=== Records from a collection ===
++++++++++

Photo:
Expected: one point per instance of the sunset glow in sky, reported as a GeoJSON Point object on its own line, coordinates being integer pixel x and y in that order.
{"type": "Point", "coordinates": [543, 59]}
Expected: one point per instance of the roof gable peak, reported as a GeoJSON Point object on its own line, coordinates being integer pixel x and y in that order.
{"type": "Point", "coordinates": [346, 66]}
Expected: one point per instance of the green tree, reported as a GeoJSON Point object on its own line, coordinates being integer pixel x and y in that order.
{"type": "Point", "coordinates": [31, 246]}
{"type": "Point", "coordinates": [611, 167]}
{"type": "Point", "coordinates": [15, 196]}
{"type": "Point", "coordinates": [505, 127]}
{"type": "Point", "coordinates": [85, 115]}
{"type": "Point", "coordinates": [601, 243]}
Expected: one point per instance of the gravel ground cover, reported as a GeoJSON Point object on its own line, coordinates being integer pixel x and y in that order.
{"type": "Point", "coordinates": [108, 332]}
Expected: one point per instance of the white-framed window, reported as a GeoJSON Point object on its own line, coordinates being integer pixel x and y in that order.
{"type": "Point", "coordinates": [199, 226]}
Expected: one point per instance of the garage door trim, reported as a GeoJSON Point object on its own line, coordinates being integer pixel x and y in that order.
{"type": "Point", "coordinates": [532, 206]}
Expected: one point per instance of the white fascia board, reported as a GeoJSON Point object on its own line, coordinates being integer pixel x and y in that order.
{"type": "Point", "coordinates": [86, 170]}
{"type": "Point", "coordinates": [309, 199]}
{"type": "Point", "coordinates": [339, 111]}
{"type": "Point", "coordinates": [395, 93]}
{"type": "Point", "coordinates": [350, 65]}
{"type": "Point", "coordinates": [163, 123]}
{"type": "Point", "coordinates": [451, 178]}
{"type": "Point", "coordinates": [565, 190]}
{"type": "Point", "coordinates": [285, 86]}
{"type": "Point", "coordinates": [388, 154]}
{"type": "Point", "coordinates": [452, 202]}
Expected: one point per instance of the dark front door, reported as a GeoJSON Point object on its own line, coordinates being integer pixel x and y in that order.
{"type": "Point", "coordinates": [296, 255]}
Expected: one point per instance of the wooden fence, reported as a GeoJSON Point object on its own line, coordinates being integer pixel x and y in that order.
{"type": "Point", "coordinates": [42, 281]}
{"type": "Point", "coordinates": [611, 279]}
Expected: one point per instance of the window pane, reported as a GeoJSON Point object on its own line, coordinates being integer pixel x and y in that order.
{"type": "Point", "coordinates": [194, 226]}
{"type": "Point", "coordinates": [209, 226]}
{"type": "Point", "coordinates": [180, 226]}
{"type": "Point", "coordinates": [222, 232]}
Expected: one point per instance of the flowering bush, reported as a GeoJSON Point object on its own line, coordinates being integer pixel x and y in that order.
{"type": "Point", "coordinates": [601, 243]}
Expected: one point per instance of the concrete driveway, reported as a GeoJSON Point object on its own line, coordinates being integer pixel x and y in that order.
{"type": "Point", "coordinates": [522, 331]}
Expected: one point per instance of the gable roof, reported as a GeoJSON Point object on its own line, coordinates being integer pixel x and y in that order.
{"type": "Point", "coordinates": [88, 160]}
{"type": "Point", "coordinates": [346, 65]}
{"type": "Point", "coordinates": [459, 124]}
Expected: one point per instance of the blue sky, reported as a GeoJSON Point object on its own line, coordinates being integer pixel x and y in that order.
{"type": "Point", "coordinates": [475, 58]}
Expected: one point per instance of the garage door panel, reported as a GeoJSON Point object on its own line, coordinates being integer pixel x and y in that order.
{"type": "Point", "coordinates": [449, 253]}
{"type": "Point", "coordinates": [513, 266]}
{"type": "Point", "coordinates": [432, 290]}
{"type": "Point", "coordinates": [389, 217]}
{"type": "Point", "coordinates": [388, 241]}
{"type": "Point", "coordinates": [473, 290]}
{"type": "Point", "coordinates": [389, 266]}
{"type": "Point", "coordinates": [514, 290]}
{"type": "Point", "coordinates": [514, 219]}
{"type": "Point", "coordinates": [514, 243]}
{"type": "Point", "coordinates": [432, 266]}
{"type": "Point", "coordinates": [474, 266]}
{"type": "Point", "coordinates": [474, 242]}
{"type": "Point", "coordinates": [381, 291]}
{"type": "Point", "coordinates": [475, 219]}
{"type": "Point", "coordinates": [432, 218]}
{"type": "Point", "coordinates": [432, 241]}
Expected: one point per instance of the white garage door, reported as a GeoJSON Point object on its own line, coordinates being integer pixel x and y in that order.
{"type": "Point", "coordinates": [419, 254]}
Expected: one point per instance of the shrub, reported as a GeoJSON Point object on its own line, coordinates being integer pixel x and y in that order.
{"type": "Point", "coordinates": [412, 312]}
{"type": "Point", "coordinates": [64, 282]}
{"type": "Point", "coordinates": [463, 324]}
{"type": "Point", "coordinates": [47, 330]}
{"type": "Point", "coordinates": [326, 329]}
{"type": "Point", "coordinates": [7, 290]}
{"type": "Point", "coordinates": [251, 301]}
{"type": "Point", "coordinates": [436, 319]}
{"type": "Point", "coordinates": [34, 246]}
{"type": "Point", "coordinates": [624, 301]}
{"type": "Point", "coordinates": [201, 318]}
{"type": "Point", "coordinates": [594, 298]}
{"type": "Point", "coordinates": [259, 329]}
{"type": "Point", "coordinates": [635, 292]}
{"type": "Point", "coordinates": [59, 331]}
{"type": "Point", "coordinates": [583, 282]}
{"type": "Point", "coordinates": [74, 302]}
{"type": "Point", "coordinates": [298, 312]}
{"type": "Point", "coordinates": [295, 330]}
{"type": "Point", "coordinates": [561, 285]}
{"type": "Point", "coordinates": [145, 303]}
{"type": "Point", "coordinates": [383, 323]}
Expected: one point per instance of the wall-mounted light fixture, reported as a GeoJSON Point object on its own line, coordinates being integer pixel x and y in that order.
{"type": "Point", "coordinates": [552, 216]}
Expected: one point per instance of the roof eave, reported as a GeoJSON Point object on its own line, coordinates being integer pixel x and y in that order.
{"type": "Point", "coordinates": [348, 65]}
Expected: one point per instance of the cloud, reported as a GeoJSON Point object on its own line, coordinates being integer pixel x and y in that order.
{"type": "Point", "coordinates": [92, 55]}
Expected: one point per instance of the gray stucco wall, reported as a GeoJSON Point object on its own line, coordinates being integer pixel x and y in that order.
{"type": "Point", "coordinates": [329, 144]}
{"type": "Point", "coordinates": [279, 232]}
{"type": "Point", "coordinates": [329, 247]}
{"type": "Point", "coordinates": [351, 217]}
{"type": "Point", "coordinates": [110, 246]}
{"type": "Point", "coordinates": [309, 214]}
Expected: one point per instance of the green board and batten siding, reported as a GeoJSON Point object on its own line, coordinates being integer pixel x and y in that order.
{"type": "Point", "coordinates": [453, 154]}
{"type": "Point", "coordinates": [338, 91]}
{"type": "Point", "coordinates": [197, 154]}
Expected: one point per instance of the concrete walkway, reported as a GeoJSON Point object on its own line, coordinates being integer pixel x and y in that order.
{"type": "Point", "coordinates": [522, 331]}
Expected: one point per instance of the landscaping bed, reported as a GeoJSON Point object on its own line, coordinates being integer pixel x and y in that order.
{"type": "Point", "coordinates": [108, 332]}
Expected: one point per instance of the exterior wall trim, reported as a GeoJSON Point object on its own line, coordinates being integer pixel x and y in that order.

++++++++++

=== Task description ===
Exactly and only the lines from the line containing "concrete walkway, reported" through the final line of the records above must be returned.

=== Response to this task ===
Expected: one point per instance of the concrete walkway, reported as a GeoJSON Point object on its own line, coordinates being integer pixel x and y in that order.
{"type": "Point", "coordinates": [522, 331]}
Expected: one point per instance of the landscaping bed, reported as a GeoJSON Point object on its own line, coordinates being integer pixel x and y in that order.
{"type": "Point", "coordinates": [108, 332]}
Expected: one point per instance of the exterior wall trim, reported as a GeoJSON Point object on its own line, coordinates being integer pixel x and y in that order.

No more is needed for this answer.